**TEXT SEGMENT**:
## start
I have to follow-up, you mentioned creative ways to get oil to market. There’s always this trade-off between ultimate recovery factor and near-term deliverability, does that imply that the Venezuela or Iran have inhibited their long-term recovery factors?

All of these things can be turned around with investment, whether or not it’s economic is a different question. But I do think that that there are challenges to the medium and longer term production profiles in all three countries as a result of the constraints that have been imposed on them.

And while you were speaking earlier, you mentioned that you were – we might not have seen the highest prices yet. So the question I have in front of me, how confident are you about seeing higher prices and higher margins for this summer? And then we’re going to talk about refining for a while.

Well, I’m pretty confident. It’s hard to find anything that suggests prices or margins are headed lower over the next 90 days. If we want to talk about the summer season, it’s pretty easy to find a lot of factors that suggest an upward press on those, whether you’re talking on the demand side or on the supply side, and whether you’re talking about oil or you’re talking about refined products, all the factors are tending to push upward right now, the mitigating factors are going to be demand. It’s really the one thing that that could turn that is a reduction demand, but demand drivers right now tend to still be relatively strong.

So, you’ve mentioned 90 days, and then you’ve also just mentioned, Russia starts deciding to decline. We lose the benefit of the SPR in the fourth quarter, so that picture for the rest of the year, it could potentially be strong as well.

Yes, it’s a very different commodity market than we faced 12 months ago, let it around 24 months ago. And this is a longer cycle industry, the ability to mobilize the resources and respond to large changes in demand or large changes in supply. It’s an industry that 100 million barrels a day is a lot of production. It tends to move in very small increments in normal times, 1%, 1.5% growth. A recession may take 1% off of demand for a short period of time. And so to see a large chunk of production come off, or the strong surge in demand that we’re seeing right now, system’s not set up for that. And it doesn’t respond to that quickly. The – you tend to have a longer response time.

As an upstream guy, I’m rarely jealous of refining, but I find myself, almost jealous of refining. Now, we have a question at what level of refining margins would you expect to see new capacity added to the Gulf, if ever?

There hasn’t been a refinery built in this country since the 1970s. I personally don’t believe there will be a new petroleum refinery ever built in this country again. And so capacity is added by debottlenecking existing units by investing in existing refineries. But what we’ve seen over the last two years are shutdowns. We’ve seen refineries closed. We’ve seen units come down. We’ve seen refineries being repurposed to become bio refineries. And we live in a world where the policy, the stated policy of the U.S. government is to reduce demand for the products that refiners produce. Whether you look at the CAFE standards for fuel efficiency in vehicles, you look at the Renewable Fuel Standard or the California Low Carbon Fuel Standard to substitute biofuels. Or you look at EV tax subsidies, internal combustion engine, phase out policies. We’re a California based company. We deal with a lot of the stuff in California.

At every level of the system, the policy of our government is to reduce demand, and so it’s very hard in a business where investments have a payout period of a decade or more. And the stated policy of the government for a long time has been to reduce demand for your products. How do you go to your board? How do you go to your shareholders? And say, we’re going to spend billions of dollars on new capacity in a market that is the policy is taking you the other direction. So, I think what you got is, you got high prices, and you got a system that can only deliver what it’s delivering, and so I grew up in the downstream. I’ve been used to low margins for a long time. So, I’m on the other side of the coin from you. And it’s really unusual to see this kind of strength and refined product margins.
## end
**SET OF TASKS**:
1 - In the oil-market interview, rewrite the stretch from "As an upstream" through "Gulf, if ever?", changing "refining margins" to "crack spreads".
2 - List every policy that the oil-market interview cites as reducing demand for refined products.

**PROVIDED MATERIAL**:
## start
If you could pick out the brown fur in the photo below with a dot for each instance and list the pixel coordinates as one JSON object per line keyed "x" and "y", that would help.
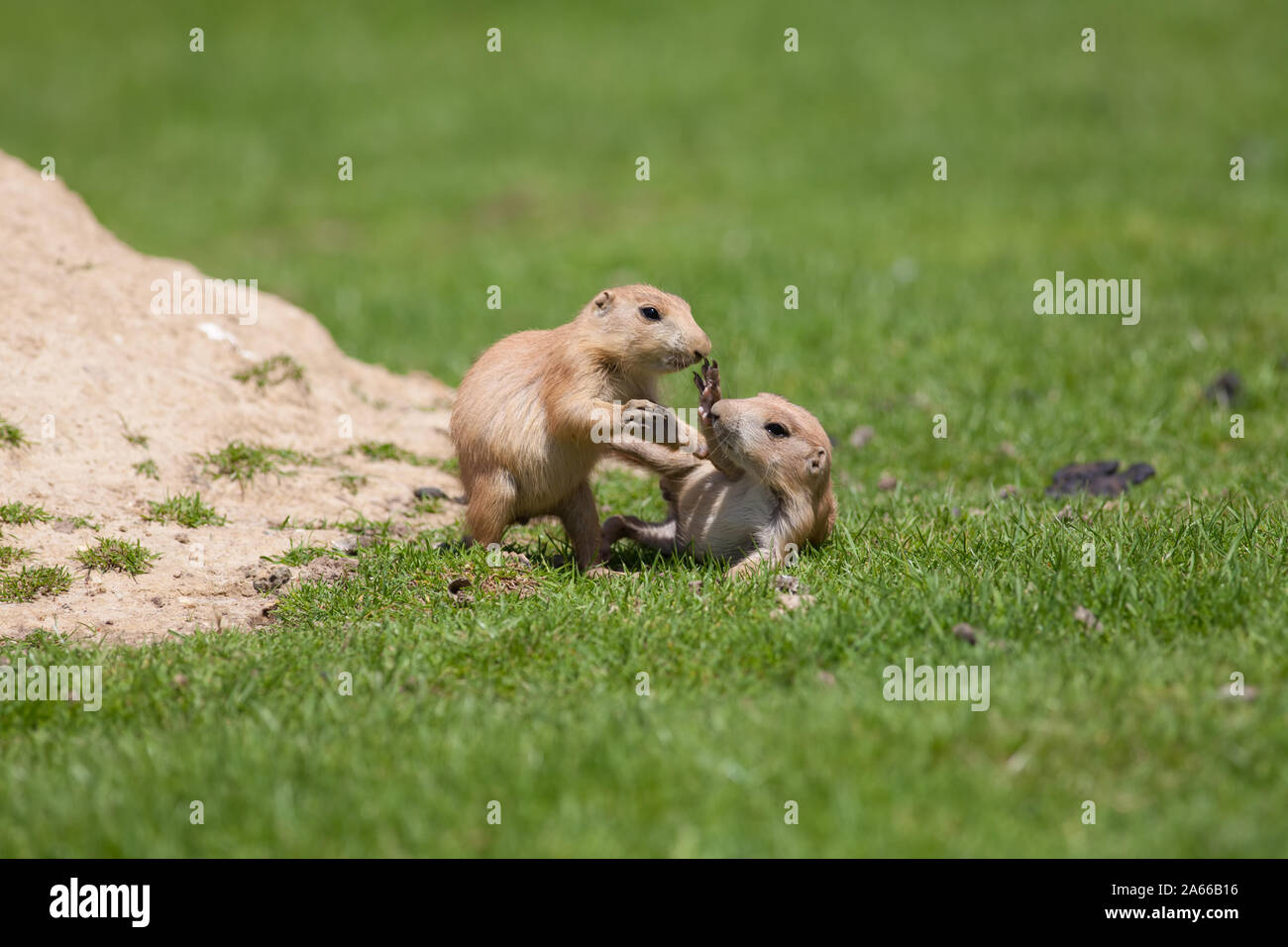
{"x": 747, "y": 495}
{"x": 526, "y": 410}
## end
**RESPONSES TO THE EXERCISE**:
1 -
As an upstream guy, I’m rarely jealous of refining, but I find myself, almost jealous of refining. Now, we have a question at what level of crack spreads would you expect to see new capacity added to the Gulf, if ever?

2 -
- CAFE standards for fuel efficiency in vehicles
- The Renewable Fuel Standard
- The California Low Carbon Fuel Standard
- EV tax subsidies
- Internal combustion engine phase out policies